● HOW TO COMPLETE THIS TASK
Transcribe each record exactly. Include every one.

● EXERCISE MATERIAL

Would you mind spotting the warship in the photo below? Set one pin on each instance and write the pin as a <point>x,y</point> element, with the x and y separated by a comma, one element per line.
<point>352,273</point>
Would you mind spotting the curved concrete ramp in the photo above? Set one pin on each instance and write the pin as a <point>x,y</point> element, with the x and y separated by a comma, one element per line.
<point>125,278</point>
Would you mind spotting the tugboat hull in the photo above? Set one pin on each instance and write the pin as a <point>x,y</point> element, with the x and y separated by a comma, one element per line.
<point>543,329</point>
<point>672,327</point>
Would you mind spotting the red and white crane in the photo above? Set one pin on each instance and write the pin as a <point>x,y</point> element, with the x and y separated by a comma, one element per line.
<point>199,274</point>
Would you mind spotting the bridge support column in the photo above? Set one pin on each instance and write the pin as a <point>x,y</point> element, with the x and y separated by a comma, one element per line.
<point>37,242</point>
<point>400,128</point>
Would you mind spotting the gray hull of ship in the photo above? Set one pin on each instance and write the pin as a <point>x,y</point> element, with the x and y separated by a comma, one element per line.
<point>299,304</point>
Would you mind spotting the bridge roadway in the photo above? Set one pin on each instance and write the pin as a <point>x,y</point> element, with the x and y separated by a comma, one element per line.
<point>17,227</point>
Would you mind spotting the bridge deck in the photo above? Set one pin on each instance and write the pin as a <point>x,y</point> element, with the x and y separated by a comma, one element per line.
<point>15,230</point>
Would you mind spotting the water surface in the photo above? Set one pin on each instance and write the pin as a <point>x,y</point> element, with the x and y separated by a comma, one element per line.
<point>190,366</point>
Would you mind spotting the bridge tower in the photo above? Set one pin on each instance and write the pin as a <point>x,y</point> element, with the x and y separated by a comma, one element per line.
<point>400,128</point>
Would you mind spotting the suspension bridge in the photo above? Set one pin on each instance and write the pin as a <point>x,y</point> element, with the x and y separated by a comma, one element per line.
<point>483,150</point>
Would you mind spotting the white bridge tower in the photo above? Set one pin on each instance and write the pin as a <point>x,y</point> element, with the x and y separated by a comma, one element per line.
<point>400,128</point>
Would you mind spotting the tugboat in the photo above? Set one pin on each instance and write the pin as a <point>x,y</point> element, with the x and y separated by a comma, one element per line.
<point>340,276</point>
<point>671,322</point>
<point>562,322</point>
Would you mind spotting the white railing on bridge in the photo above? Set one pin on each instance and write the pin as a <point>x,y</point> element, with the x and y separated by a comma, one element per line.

● RESPONSE
Would you mind spotting the warship in the photo below? Set one pin on each instance and write the pin as a <point>x,y</point> element, with the x and y separated by a comma, one element per line.
<point>352,273</point>
Would you mind spotting the curved concrete ramp in the photo above? Set one pin on each instance and write the pin as a <point>x,y</point> element, with the x and y separated by a comma, one element per line.
<point>125,278</point>
Would you mind spotting the tugboat hull in the photo above? Set one pin on each instance and write the pin as a <point>x,y</point> element, with the x and y separated by a comma, one element per line.
<point>543,329</point>
<point>672,327</point>
Would you mind spotting the red and white crane in the photo above? Set one pin on each instance and write the pin as a <point>x,y</point> element, with the x and y separated by a comma, one element per line.
<point>199,274</point>
Would you mind spotting the bridge support column in the photo above? Set one pin on each instance and write the pin as a <point>x,y</point> element, with the x and y separated by a comma, one element per line.
<point>37,242</point>
<point>400,128</point>
Would you mind spotting the gray hull of ship in the photo above? Set one pin on each instance and write the pin as a <point>x,y</point> element, with the x and y separated by a comma, one element per line.
<point>299,304</point>
Would you mind spotting the bridge roadway in the photo above? Set one pin on each instance and write the pin as a <point>x,y</point> element, with the x and y separated by a comma, one element per line.
<point>17,227</point>
Would you mind spotting the bridge deck in the photo above? Set one pin on each instance and write the pin as a <point>x,y</point> element, with the x and y separated by a comma, one element per line.
<point>15,230</point>
Would you mind spotting the water surface in the photo above? Set one pin on each instance and write the pin as a <point>x,y</point> element, with the x and y separated by a comma, one element per line.
<point>190,366</point>
Would you mind spotting the bridge tower in the photo above? Set one pin on each instance and write the pin as a <point>x,y</point> element, with the x and y separated by a comma, one element per line.
<point>400,128</point>
Would you mind spotting the suspension bridge in the photo above? Set one pin on each instance and write the pin as a <point>x,y</point> element, with the x and y separated by a comma, one element per line.
<point>483,150</point>
Would you mind spotting the white bridge tower in the photo above? Set one pin on each instance and write the pin as a <point>x,y</point> element, with the x and y separated by a comma, one element per line.
<point>400,128</point>
Would you mind spotting the tugboat in the photo above? Set one pin on each instance and write the pin as a <point>x,y</point> element, with the x and y separated by a comma, one element per line.
<point>340,276</point>
<point>671,322</point>
<point>562,322</point>
Would you mind spotting the white railing on bridge in the photo above? Set one pin on each instance and write the pin as a <point>x,y</point> element, with the x and y separated by a comma, one element per line.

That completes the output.